PROVIDED DATA ::
+ + +

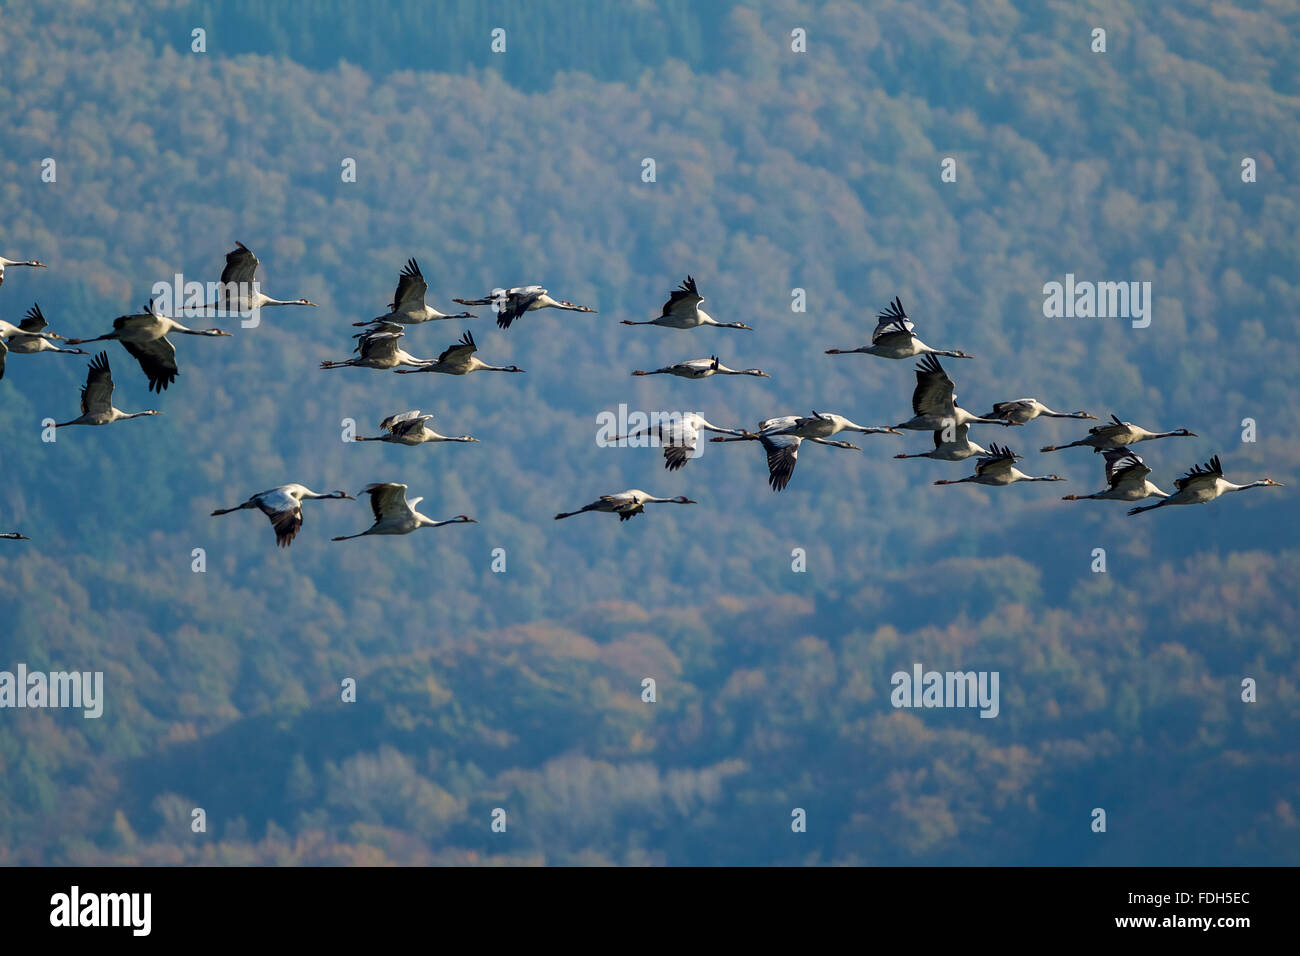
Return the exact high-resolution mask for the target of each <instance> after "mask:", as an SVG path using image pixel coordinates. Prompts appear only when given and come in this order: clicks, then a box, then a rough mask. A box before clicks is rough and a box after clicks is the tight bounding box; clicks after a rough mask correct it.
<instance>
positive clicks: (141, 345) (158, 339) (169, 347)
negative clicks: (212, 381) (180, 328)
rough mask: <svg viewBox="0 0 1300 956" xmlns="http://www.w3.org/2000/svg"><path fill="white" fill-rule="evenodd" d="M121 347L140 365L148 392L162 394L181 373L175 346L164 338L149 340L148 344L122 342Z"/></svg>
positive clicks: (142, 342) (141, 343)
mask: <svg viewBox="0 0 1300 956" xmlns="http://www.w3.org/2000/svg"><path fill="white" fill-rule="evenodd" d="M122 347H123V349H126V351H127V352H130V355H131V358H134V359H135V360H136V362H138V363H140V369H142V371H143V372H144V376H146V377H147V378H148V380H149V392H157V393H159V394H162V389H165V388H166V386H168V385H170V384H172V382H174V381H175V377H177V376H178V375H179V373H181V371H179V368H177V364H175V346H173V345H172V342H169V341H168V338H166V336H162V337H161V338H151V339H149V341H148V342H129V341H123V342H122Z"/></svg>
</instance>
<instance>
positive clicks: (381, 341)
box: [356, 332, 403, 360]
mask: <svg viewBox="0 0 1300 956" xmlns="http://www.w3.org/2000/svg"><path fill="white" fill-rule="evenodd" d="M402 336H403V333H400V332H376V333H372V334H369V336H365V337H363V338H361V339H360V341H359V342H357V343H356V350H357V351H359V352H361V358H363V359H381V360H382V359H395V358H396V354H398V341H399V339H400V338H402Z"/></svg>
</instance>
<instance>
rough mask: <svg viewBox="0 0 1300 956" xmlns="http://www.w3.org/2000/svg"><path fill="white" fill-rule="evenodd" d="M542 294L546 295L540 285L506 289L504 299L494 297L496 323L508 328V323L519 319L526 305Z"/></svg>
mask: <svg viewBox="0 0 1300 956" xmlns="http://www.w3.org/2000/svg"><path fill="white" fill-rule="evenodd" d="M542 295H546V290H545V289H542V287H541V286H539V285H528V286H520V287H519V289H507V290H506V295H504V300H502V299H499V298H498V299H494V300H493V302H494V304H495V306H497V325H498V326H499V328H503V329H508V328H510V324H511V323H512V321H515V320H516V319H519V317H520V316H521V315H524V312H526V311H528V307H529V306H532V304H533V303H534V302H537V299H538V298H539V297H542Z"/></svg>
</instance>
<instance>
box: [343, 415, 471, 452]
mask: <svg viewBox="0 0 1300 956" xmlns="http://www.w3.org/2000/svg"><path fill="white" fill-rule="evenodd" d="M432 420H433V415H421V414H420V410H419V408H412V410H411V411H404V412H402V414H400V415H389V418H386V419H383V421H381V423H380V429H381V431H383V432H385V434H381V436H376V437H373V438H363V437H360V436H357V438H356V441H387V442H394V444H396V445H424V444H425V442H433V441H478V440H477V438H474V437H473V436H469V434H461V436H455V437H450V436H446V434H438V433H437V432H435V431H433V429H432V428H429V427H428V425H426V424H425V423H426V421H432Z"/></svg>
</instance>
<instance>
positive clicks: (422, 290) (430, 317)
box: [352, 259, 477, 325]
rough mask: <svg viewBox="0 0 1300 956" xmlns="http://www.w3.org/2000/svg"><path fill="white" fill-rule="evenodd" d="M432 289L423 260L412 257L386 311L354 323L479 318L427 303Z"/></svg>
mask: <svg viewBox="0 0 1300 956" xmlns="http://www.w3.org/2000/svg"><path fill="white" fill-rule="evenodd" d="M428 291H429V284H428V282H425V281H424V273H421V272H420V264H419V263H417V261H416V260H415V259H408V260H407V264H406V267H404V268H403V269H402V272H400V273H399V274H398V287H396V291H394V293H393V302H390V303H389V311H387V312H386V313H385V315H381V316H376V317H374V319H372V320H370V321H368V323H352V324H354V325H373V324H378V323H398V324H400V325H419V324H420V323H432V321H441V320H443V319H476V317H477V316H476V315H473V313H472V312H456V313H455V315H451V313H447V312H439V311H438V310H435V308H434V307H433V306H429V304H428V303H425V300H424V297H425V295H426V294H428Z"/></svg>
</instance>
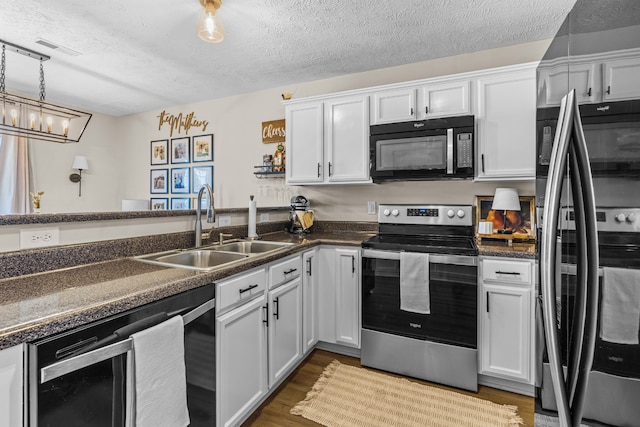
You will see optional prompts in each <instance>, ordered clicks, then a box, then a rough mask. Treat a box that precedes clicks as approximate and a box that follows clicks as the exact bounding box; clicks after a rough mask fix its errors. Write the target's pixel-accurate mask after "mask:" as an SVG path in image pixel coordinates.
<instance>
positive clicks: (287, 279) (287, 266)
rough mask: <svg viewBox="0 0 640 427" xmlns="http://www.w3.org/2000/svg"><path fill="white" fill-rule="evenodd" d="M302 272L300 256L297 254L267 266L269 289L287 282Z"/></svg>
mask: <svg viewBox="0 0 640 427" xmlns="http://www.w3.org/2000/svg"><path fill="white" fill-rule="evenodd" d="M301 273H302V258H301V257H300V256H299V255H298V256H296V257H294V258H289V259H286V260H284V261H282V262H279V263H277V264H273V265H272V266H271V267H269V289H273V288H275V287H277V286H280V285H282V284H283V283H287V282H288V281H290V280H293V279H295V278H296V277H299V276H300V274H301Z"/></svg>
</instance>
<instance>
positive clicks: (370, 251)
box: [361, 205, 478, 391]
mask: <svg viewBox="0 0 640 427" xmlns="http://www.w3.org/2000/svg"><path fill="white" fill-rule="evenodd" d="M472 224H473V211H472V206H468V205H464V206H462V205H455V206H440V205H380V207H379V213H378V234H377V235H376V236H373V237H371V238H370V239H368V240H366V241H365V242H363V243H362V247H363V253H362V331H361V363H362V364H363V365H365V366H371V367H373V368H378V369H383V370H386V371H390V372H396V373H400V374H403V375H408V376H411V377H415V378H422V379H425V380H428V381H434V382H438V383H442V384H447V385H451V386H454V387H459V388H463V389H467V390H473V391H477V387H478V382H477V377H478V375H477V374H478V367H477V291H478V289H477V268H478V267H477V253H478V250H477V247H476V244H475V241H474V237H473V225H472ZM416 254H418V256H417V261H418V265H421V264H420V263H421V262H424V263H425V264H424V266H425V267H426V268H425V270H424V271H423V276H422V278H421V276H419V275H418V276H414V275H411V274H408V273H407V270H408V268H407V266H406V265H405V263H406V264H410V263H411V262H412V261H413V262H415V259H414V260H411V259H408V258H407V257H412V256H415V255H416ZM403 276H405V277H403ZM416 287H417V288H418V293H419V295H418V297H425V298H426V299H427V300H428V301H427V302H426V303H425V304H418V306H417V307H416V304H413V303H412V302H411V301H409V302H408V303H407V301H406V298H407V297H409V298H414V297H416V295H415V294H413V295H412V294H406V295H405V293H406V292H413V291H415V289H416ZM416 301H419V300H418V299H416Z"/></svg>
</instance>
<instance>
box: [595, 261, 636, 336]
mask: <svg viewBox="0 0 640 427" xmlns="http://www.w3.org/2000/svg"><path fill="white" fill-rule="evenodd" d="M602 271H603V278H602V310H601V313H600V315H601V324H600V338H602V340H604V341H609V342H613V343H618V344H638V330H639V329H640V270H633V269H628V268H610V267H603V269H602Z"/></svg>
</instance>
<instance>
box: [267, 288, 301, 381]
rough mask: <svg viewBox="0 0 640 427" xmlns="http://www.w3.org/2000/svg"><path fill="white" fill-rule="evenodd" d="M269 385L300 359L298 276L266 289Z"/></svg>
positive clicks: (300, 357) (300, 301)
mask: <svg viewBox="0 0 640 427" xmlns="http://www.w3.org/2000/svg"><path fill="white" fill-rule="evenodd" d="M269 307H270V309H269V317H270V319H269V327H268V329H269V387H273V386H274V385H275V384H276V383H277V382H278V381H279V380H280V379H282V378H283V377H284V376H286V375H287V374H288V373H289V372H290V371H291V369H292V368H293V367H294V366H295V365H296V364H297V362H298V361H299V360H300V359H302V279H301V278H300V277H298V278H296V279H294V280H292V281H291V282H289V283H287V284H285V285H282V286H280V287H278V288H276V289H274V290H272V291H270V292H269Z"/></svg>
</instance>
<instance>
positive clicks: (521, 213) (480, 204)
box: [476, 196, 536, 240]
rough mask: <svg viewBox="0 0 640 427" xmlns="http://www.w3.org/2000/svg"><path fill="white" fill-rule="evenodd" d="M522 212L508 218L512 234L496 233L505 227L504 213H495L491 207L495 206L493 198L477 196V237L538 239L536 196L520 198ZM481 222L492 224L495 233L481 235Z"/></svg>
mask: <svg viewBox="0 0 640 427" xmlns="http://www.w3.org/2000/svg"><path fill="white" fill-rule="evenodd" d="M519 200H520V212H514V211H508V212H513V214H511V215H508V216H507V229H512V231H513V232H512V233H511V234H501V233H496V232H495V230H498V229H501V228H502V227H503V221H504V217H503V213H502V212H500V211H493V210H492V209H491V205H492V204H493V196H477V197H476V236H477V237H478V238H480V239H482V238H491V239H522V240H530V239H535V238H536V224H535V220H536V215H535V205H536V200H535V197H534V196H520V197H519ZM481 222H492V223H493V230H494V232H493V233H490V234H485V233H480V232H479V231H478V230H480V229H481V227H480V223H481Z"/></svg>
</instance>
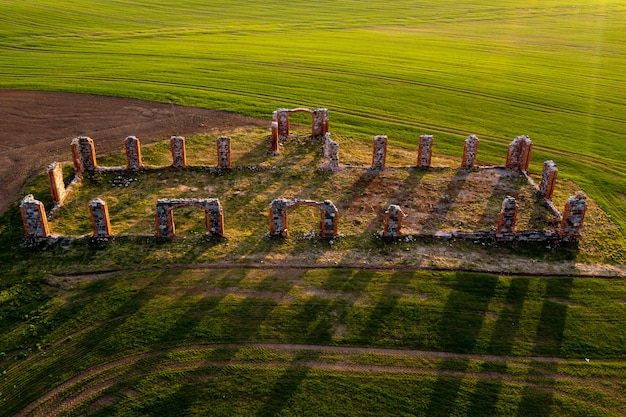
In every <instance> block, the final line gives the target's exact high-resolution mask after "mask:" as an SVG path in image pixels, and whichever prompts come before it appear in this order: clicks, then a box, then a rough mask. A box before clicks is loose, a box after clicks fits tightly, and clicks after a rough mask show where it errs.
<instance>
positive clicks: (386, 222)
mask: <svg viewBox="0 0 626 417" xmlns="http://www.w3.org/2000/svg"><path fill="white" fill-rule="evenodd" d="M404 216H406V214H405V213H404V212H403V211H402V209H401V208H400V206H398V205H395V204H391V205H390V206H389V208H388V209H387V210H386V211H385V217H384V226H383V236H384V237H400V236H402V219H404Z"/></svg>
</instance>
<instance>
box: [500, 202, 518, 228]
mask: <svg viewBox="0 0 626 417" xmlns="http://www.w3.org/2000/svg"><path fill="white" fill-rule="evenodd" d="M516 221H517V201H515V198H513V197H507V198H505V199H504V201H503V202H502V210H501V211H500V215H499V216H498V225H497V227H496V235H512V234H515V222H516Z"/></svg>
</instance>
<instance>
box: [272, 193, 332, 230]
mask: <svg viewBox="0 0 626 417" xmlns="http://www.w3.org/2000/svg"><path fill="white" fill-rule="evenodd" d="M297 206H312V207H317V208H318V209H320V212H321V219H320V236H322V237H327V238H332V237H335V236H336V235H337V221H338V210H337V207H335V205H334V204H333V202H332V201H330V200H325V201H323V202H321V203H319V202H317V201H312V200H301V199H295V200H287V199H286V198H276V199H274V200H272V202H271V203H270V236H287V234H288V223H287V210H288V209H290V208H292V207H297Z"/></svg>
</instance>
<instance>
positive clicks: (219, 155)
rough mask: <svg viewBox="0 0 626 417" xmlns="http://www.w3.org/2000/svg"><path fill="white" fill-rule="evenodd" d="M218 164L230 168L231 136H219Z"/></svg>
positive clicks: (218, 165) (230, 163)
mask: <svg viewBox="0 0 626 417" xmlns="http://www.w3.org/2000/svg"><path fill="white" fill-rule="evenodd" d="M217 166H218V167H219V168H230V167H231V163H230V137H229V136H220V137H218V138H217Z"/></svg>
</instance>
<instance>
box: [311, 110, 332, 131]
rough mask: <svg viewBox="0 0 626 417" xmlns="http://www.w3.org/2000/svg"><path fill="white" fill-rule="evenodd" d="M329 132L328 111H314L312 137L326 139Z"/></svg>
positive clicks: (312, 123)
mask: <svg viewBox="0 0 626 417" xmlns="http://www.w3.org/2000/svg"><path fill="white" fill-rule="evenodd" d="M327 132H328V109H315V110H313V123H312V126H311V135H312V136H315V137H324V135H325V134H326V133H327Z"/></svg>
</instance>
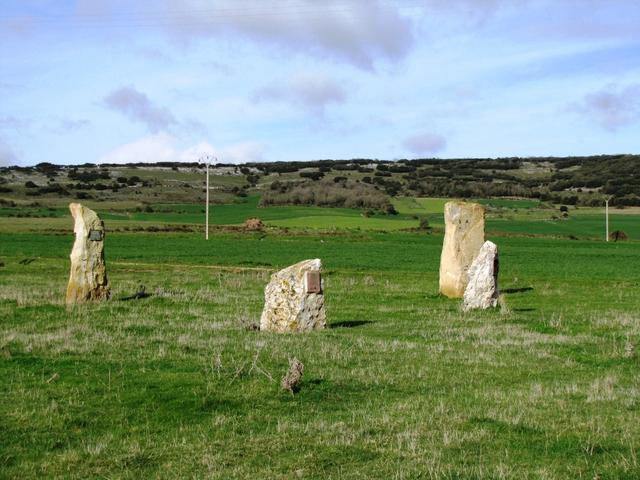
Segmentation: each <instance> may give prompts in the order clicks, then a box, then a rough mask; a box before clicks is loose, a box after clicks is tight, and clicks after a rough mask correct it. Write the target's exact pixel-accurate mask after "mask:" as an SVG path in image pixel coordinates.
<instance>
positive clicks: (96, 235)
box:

+ + +

ACTIVITY ::
Where the string "this" turns up in a line of the data above, copy that whole line.

OUTPUT BELOW ::
Return the exact high-resolution mask for the target of each <instance> after "mask:", as an SVG path using image pixel coordinates. Prompts appear only when given and come in this order: clicks, then a box, then a rough mask. A box before clicks is rough and a box after clicks is the tight bounding box; clicks after a rough mask correct it.
In every <instance> block, the final line gives the target's exact high-resolution mask after "mask:" as an SVG path in image pixels, and whichever prompts come before it appear in this order: clicks, then a box, then a rough mask. A box before clicks is loose, a box after clicks fits tightly, and clicks after a rough mask show where it errs.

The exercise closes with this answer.